EXERCISE DETAILS ▸
Keeping every word in place, write out the entries that come next.

LISTED RECORDS ▸
[Start of section]

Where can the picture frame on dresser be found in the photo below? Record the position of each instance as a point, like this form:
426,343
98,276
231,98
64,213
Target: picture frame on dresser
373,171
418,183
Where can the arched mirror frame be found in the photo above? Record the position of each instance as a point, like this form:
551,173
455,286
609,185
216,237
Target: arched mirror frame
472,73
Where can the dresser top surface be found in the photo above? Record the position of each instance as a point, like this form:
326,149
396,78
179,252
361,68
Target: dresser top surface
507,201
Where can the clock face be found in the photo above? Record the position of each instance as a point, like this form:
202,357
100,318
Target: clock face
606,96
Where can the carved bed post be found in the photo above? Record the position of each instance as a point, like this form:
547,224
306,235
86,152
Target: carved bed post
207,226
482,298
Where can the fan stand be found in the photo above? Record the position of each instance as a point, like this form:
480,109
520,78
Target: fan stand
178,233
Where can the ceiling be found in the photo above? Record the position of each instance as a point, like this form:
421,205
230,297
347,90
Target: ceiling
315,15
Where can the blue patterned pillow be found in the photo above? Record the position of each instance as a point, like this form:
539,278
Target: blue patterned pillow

[End of section]

YOUR RESPONSE ▸
Where can the picture frame on dresser be found in the photo below? Record the position of each instance as a point, like this form:
426,343
98,276
231,98
64,213
Target: picture frame on dresser
373,171
418,183
Where can the arched mirror frame be found in the photo above? Record the position of each instance as a point, like this form:
551,173
455,286
609,185
216,237
Target: arched mirror frame
472,73
Where can the dresser top surface be found in the photo above? Record the position of each instance as a point, like this form:
326,149
396,78
179,252
361,68
Target: dresser top surface
507,201
Where can the clock face be found in the photo above? Record the position of each instance as a point, like this form:
202,357
100,318
Target: clock face
606,96
Where can the carved bed post be found in the photo above? Record the position of each instance as a point, like this form:
547,224
306,235
86,152
Target: carved bed post
207,226
482,298
Where can the fan stand be found in the photo above? Record the position of each instance as a point, like this form:
480,109
520,78
Target: fan stand
178,233
Where can the ceiling be found in the photo above? Record the position of each instance as a point, like this form:
421,205
230,297
347,90
Target: ceiling
315,15
Where can the blue patterned pillow be found in the photo above? Record the position of each instance as a point, like this form:
539,278
Target: blue patterned pillow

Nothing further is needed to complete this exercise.